Entries from a point annotation set:
---+---
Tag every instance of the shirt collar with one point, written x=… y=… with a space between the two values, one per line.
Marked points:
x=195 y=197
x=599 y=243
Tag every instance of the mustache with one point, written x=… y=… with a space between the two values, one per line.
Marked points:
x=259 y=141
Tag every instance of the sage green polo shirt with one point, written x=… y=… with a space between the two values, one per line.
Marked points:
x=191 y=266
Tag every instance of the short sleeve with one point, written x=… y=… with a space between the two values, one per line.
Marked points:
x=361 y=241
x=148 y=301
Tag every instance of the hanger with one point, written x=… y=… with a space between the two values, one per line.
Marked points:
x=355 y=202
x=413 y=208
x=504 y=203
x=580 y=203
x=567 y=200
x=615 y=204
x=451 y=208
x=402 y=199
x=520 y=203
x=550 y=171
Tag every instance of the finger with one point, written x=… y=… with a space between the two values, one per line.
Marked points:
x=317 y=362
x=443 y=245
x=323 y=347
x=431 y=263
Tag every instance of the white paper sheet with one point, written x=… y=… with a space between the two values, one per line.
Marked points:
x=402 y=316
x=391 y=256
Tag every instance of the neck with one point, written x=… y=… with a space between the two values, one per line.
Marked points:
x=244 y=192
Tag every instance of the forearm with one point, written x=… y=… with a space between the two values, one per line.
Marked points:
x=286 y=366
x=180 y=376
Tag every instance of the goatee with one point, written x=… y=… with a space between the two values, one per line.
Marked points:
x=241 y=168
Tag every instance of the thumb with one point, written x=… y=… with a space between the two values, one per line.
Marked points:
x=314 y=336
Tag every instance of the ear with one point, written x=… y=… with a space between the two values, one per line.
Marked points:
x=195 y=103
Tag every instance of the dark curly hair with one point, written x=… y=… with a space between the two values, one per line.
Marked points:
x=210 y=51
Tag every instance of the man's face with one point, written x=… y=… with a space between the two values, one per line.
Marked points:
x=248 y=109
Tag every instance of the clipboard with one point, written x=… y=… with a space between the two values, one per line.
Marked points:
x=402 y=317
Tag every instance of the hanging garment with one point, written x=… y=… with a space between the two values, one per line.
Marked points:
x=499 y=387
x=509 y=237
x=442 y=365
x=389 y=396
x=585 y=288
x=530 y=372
---+---
* Goal: Edit the data from its first line through the line containing "x=191 y=266" by changing every "Marked points" to "Annotated points". Keep everything else the same.

* Task answer:
Tag every instance of the shirt collar with one point, written x=… y=… with a space between the two values, one per line.
Annotated points:
x=195 y=197
x=599 y=243
Tag every instance of the mustache with one point, written x=… y=… with a space between the two values, one per line.
Annotated points:
x=259 y=141
Tag every instance of the sage green polo shirt with one point, written x=… y=… with a space between the two values, one per line.
Annotated points:
x=191 y=266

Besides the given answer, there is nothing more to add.